▶ Task requirements: The answer should contain only the lines from the beginning of the entries through the line that holds "Target: highway", given again exactly, with no pictures.

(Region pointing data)

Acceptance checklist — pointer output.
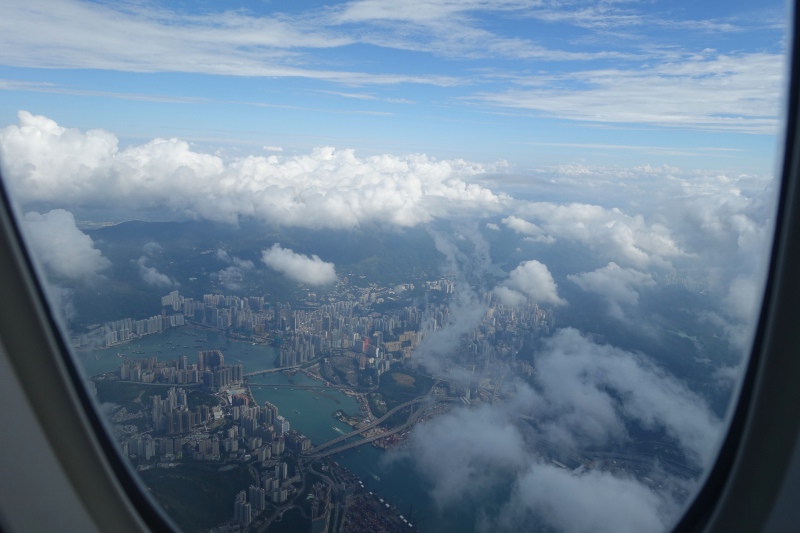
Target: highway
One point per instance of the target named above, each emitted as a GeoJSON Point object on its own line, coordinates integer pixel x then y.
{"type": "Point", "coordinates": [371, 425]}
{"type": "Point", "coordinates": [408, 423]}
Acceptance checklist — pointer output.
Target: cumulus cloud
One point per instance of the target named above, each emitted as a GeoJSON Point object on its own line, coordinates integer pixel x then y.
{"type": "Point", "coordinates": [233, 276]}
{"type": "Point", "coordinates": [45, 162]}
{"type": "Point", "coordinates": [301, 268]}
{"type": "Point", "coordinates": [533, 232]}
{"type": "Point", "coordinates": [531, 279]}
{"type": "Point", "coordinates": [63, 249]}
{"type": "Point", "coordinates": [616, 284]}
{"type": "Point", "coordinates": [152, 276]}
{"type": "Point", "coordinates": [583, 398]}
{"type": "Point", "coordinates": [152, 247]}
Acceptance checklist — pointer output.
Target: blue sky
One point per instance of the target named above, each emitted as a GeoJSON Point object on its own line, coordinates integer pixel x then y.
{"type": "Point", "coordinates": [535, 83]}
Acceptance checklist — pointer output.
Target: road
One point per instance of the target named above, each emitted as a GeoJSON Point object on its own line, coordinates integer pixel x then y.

▶ Output below:
Acceptance checklist — pointer output.
Target: highway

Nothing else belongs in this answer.